#### Source document:
The nine–member official committee of unsecured creditors includes AMR’s three key unions – Allied Pilots Association (APA), TWU and AFA. This unusually high level of union representation reflects the fact that revising labour contracts will be the key component of AMR’s restructuring. The committee also includes three financial institutions (Wilmington Trust, Manufacturers and Traders Trust and Bank of New York Mellon) Pension Benefit Guaranty Corp or PBGC (which could become a major creditor if AMR terminates its pension plans), Hewlett–Packard and Boeing Capital.

The unsecured creditors committee has a say in major decisions outside of normal business in Chapter 11, including shrinkage, mergers and pension plan terminations. In Delta’s bankruptcy US Airways’ hostile bid failed essentially because the unsecured creditors committee refused to support it.

In some respects at least, the restructuring looks relatively straightforward. The $4.1bn cash reserves will keep the airline running normally and make it unnecessary to obtain DIP financing.

There was a sense of inevitability about AMR’s Chapter 11 filing – something that just may pave the way for a smoother restructuring process. There is also a consensus that the restructuring will be successful, just like the other recent US legacy Chapter 11s. AMR will also benefit from the lessons and experience of the other carriers.

AMR is expected to spend 18–24 months in Chapter 11, roughly the same as Delta and Northwest (20–21 months) but much less than UAL (three years). However, AMR’s aim is to be out of Chapter 11 within 18 months (or at least submit its reorganisation plan in that timeframe), because under new bankruptcy rules passed in late 2005, outside parties can submit rival reorganisation plans after 18 months.

Bankruptcy lawyers have commented that it is quite possible for AMR to get it done in 18 months, but not being able to reach consensual agreement with various stakeholders could prolong the process. Section 1113 (rejection of collective bargaining agreements) and Section 1114 (modification of retiree benefits) are also arduous processes that could drag on.

Of course, regardless of how difficult and contentious the restructuring gets, it will be “business as usual” in airline operations. There will be no effect on oneworld or other code–share operations.

Implications for labour

It is not clear if American’s union leaders were caught totally by surprise by the Chapter 11 filing decision and it hardly matters now. But the fact is that Chapter 11 will mean deeper labour concessions than the ones unions have been turning down in negotiations. Last month APA’s leadership refused to consider proposals that reportedly involved 7–9% salary increases in return for longer working hours and reduced pension contributions. (After the Chapter 11 filing one APA official was quoted being rather philosophical about it; he noted that sometimes it is easier to have things imposed on you.)

#### Data shown:

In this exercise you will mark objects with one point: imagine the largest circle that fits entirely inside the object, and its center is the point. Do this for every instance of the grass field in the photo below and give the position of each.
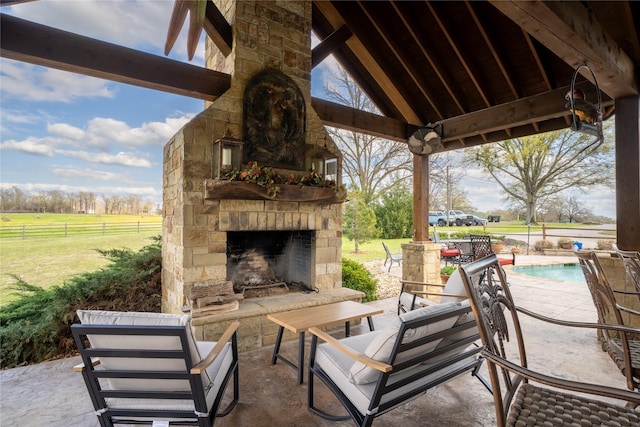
(50, 261)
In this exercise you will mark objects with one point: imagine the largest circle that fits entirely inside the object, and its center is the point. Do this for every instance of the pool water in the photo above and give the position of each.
(568, 272)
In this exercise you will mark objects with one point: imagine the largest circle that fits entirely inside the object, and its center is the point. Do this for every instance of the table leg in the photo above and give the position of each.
(370, 320)
(276, 349)
(301, 358)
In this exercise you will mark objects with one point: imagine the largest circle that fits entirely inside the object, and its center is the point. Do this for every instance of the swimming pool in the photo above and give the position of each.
(568, 272)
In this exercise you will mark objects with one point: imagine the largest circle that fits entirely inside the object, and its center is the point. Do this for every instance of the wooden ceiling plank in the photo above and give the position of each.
(218, 29)
(491, 45)
(512, 114)
(536, 56)
(567, 29)
(437, 68)
(460, 56)
(348, 118)
(376, 71)
(408, 69)
(41, 45)
(328, 45)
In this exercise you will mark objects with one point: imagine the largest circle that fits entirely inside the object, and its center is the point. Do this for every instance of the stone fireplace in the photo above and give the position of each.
(248, 240)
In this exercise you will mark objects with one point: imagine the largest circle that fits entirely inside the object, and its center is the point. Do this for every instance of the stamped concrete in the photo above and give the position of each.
(50, 394)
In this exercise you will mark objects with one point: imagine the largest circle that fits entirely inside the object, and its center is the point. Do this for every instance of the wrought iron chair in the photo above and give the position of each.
(623, 348)
(523, 396)
(631, 262)
(373, 373)
(391, 257)
(146, 367)
(481, 247)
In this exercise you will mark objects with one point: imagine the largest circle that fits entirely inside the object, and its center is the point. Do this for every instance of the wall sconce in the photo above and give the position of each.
(586, 117)
(227, 156)
(325, 163)
(426, 139)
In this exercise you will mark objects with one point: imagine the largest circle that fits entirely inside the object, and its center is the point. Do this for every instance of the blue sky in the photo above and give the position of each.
(63, 131)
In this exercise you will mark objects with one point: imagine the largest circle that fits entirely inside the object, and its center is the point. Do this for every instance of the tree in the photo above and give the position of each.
(394, 215)
(370, 164)
(533, 168)
(359, 220)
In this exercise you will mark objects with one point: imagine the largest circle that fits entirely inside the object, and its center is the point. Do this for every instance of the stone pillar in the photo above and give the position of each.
(421, 262)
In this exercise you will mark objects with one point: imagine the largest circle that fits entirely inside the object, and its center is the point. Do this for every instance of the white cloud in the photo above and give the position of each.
(33, 83)
(122, 158)
(148, 192)
(37, 146)
(66, 131)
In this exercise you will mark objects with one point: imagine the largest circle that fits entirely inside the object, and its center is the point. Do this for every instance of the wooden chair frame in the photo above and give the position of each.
(202, 416)
(518, 390)
(460, 351)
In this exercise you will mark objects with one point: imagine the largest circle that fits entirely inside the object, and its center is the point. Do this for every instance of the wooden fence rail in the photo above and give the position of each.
(65, 230)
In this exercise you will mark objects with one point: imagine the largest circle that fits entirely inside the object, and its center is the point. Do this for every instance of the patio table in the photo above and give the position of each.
(300, 320)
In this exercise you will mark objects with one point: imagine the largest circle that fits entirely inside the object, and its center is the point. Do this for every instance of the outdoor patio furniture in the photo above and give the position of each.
(391, 257)
(631, 262)
(623, 348)
(373, 373)
(141, 367)
(522, 395)
(481, 247)
(413, 294)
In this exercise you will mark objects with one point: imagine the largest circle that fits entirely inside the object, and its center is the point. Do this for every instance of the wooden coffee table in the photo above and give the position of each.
(299, 321)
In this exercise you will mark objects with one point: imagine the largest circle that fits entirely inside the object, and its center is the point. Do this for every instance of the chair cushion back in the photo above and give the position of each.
(142, 342)
(382, 346)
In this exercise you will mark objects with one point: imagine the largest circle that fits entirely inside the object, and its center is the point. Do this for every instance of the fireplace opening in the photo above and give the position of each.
(263, 263)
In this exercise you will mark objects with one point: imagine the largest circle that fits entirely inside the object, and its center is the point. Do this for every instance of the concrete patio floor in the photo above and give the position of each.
(50, 394)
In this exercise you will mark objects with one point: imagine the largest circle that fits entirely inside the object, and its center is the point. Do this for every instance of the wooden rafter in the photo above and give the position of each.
(492, 49)
(437, 67)
(329, 44)
(218, 29)
(400, 59)
(460, 55)
(384, 81)
(41, 45)
(567, 29)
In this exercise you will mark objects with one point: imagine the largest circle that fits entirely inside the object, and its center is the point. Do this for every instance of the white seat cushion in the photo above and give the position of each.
(154, 342)
(381, 346)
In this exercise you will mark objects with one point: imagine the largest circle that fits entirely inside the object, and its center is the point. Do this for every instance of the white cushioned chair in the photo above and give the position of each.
(375, 372)
(145, 367)
(412, 293)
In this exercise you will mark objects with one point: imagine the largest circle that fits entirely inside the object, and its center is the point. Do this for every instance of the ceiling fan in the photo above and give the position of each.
(426, 139)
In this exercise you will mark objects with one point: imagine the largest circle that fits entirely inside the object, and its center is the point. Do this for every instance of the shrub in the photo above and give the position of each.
(541, 245)
(605, 244)
(37, 325)
(448, 269)
(355, 276)
(562, 242)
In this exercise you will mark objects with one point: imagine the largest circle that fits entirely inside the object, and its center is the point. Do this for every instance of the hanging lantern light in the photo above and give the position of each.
(227, 155)
(586, 116)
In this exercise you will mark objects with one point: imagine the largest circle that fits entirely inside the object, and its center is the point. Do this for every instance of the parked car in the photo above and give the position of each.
(437, 218)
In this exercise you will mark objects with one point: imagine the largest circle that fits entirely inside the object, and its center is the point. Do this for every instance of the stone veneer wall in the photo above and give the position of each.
(267, 34)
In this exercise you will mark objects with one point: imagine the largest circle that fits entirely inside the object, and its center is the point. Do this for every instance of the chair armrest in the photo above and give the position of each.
(215, 351)
(80, 367)
(611, 327)
(582, 387)
(366, 360)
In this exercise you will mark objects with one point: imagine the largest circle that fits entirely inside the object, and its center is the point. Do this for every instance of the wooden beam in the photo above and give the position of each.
(568, 30)
(218, 29)
(41, 45)
(628, 173)
(328, 45)
(349, 118)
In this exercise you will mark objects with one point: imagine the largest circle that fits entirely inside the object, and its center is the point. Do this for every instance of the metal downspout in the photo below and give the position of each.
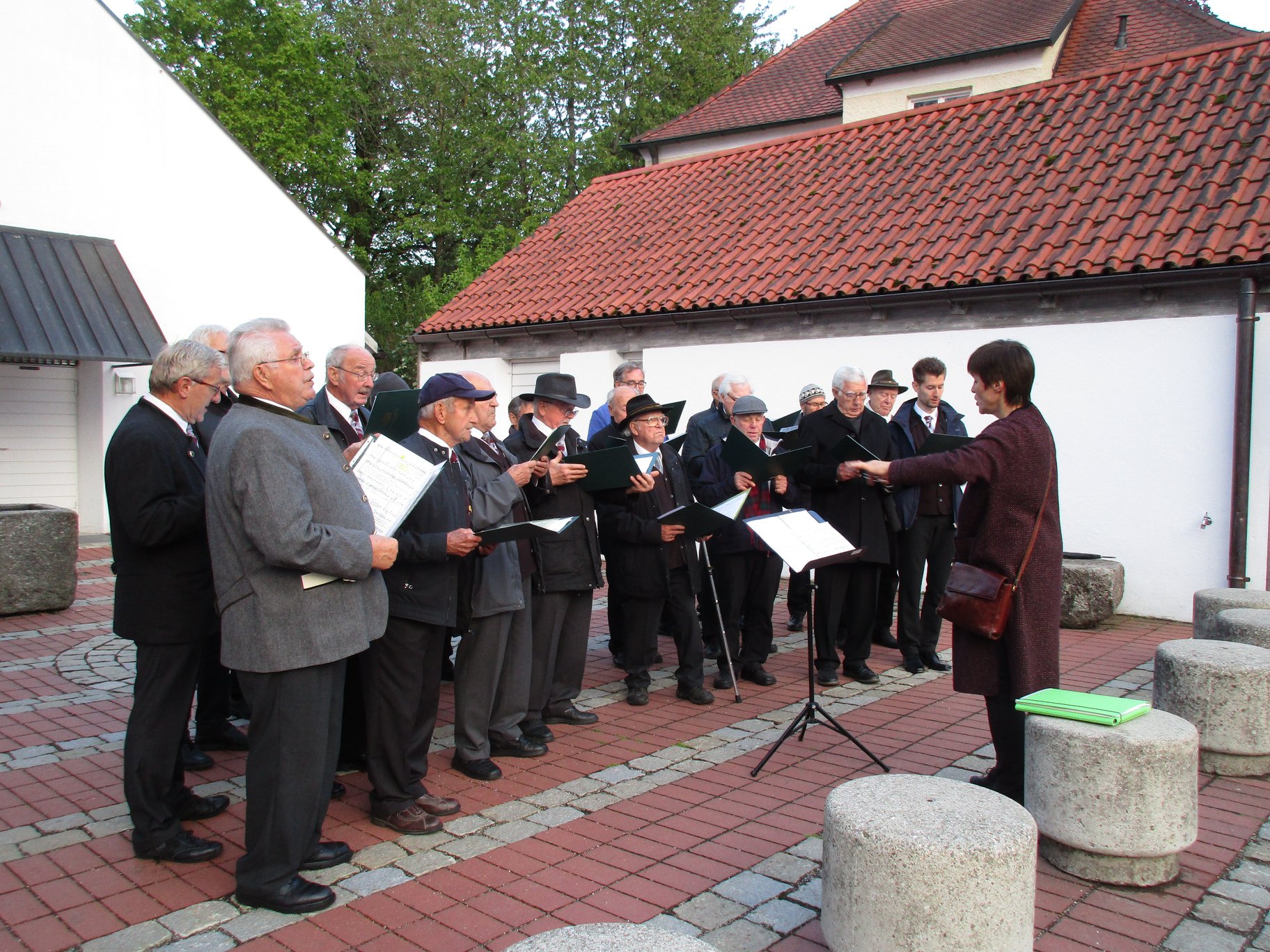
(1245, 324)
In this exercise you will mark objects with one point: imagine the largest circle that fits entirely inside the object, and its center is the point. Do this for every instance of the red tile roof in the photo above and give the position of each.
(792, 86)
(1161, 166)
(955, 29)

#### Written tasks:
1. Return each line of the records that contains the string "concrete", treating case as significant.
2. Continue the article on AMR's Chapter 11 restructuring from the point where it stops.

#### The responses:
1.
In this exercise you will mark objects with one point: imagine the largest circle that fits entirely inside the object, and its center is the point. Do this for every instance of the stamped concrete in the photo above and give the position of each.
In this exercise you will mark objects with one point: imagine the largest circle that fits entirely inside the object, and its center is the point. Do this for every instance of the concrete patio floor in the photo above and give the position of each.

2.
AMR has not released specific cost cutting targets but has said publicly that its annual labour costs are $800m higher than those of its large competitors. The labour cost disadvantage relates particularly to work rules, productivity and benefits, rather than pay scales. The key issue with the pilots is relaxing the uncompetitive scope clause to permit more large RJs and allowing more domestic code–sharing. Under the current contract, AMR is limited to just 46 70–seat aircraft, when Delta and UAL can operate three to four times as many 70–90 seaters.

Even in Chapter 11 the preference is to reach consensual labour agreements. So, AMR will sit down with its union leaders and non–organised work groups and negotiate under the supervision of the court. But if consensual agreement is not reached in a timely manner, AMR can ask the court to terminate the contracts, after which wages and work rules would be set under federal labour laws. That would be a disastrous scenario from the morale viewpoint, making it tougher or even impossible to repair labour relations after bankruptcy.

There is always hope for innovative approaches. It has been suggested that the pilots could look for a future ownership stake in AMR in return for concessions – one possible reason why they want help from Wall Street restructuring experts.

The fate of AMR’s defined–benefit pension plans is potentially the most controversial part of its reorganisation. According to PBGC (the US agency created to protect private retirement benefits), American sponsors four traditional pension plans with $8.3bn in assets to cover $18.5bn in benefit obligations for 130,000participants. If the airline were to terminate the plans, PBGC would pay out about $17.5bn and about $1bn in benefits would be lost (because PBGC’s payments are capped under federal law). Furthermore, a default by AMR would significantly worsen the agency’s financial position; it already has a $26bn deficit and needs to sharply increase premiums to cover that. (PBGC does not receive taxpayer funds; its operations are financed by insurance premiums paid by companies that have defined–benefit plans and with assets and recoveries from failed plans.)

AMR has not yet decided what to do with the pension plans or filed any pension–related documents in court. But the leadership has stated that pensions are a very big part of AMR’s cost disadvantage. Also, AMR’s lawyers have been saying publicly that the airline cannot sustain the current plans and must switch to defined–contribution plans.

PBGC has responded swiftly with a series of strongly–worded statements from its director, Josh Gotbaum. First, the agency has said that it will work with AMR, as it does with other companies, to “encourage American to fix its financial problems and still keep its pension plans”. Second, Gotbaum has said that before AMR could back out of its retirement commitments, it would “have to prove it can’t successfully reorganise if the pensions continue”. PBGC is a “pension safety net, not a convenient option for companies that want to sidestep their retirement commitments”.

Many companies in Chapter 11 do keep their pension plans or terminate only some of them. While UAL and US Airways shed all their traditional plans in bankruptcy (UAL had a funding gap similar to AMR’s), Northwest did not terminate any plans. Delta terminated the plan covering its unionised pilots but maintained other workers’ plans, though it no longer makes contributions.

AMR has kept up with its immediate pension funding commitments. It met its estimated 2011 minimum required contribution of $520m by September and expected to pay $560m in 2012 (these amounts benefit from pension relief measures introduced by legislation in 2006 and 2010). But AMR’s unions will use that to argue why the pension plans should be maintained.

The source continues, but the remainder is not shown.